:: DATA FOR THE TASK

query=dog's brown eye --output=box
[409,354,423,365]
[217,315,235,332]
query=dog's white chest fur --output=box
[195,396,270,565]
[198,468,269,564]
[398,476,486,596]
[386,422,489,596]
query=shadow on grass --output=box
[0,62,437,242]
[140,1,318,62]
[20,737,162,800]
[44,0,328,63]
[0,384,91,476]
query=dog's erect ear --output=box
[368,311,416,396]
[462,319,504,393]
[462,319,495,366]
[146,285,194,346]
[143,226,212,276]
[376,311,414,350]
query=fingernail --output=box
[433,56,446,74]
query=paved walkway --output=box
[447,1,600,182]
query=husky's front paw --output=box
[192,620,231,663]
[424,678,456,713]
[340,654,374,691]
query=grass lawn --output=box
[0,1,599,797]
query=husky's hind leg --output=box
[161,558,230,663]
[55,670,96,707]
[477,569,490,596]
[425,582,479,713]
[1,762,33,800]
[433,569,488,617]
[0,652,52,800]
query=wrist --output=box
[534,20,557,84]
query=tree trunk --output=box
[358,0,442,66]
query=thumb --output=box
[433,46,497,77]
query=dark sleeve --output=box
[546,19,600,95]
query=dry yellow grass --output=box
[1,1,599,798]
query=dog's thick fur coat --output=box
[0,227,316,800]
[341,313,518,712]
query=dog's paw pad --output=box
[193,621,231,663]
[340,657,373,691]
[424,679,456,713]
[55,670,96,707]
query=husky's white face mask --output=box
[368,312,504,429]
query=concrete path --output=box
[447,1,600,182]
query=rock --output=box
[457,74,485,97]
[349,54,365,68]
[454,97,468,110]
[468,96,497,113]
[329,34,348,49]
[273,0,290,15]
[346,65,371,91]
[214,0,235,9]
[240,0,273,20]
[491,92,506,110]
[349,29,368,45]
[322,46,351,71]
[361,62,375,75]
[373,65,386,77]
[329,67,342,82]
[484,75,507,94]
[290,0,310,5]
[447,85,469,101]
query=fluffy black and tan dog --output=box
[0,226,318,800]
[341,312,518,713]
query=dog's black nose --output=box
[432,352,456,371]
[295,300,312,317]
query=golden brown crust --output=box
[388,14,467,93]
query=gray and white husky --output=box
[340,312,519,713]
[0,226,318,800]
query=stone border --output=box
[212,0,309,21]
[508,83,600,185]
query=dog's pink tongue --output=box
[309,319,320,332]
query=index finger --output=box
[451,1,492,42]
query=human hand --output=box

::::

TO DO:
Nothing in the records may be left out; transcribe all of them exactly.

YOUR RESPONSE:
query=dog's brown eye --output=box
[409,354,423,365]
[217,315,235,332]
query=dog's white chest fur --output=box
[195,396,270,565]
[198,468,269,564]
[398,476,486,596]
[386,422,489,596]
query=shadow on grass --output=box
[0,62,437,242]
[140,1,318,62]
[20,737,162,800]
[44,0,328,63]
[0,384,91,476]
query=dog's erect ear --output=box
[368,311,416,396]
[462,319,504,393]
[462,319,495,366]
[146,285,194,346]
[143,226,212,276]
[376,311,414,350]
query=fingernail --output=box
[433,56,446,74]
query=paved walkway --output=box
[447,1,600,182]
query=husky's front paw --output=box
[192,620,231,663]
[424,678,456,713]
[340,654,374,691]
query=grass lawn --output=box
[0,1,599,797]
query=husky's hind leg --output=box
[161,558,230,663]
[55,670,96,707]
[477,569,490,596]
[425,582,479,713]
[1,762,33,800]
[433,569,488,617]
[0,652,52,800]
query=wrist --output=box
[534,20,557,84]
query=tree trunk --output=box
[358,0,442,66]
query=thumb --output=box
[433,46,497,77]
query=dark sleeve --output=box
[546,19,600,95]
query=dry yellow grass --output=box
[1,1,599,798]
query=dog's thick fur coat --output=box
[0,227,316,800]
[341,313,518,712]
query=dog's paw pad --output=box
[193,621,231,663]
[340,657,373,691]
[424,679,456,713]
[55,670,96,707]
query=husky's white face mask --output=box
[368,312,504,429]
query=concrete path --output=box
[447,1,600,182]
query=rock --output=box
[457,74,485,97]
[349,54,365,68]
[454,97,468,110]
[468,96,497,113]
[329,34,348,49]
[273,0,290,15]
[346,65,371,91]
[214,0,235,9]
[240,0,273,20]
[491,92,506,110]
[349,29,368,45]
[322,46,351,71]
[361,62,375,75]
[373,65,386,77]
[329,67,342,82]
[484,75,507,94]
[290,0,310,5]
[447,85,469,101]
query=fluffy black and tan dog --output=box
[0,226,318,800]
[341,312,518,713]
query=dog's black nose --output=box
[432,352,456,371]
[295,300,312,317]
query=golden brown crust --output=box
[388,14,467,93]
query=gray and white husky --output=box
[340,312,519,713]
[0,226,318,800]
query=stone border --output=box
[212,0,309,21]
[508,83,600,185]
query=dog's pink tongue --output=box
[309,319,320,332]
query=index finger --output=box
[451,1,492,42]
query=human hand --output=box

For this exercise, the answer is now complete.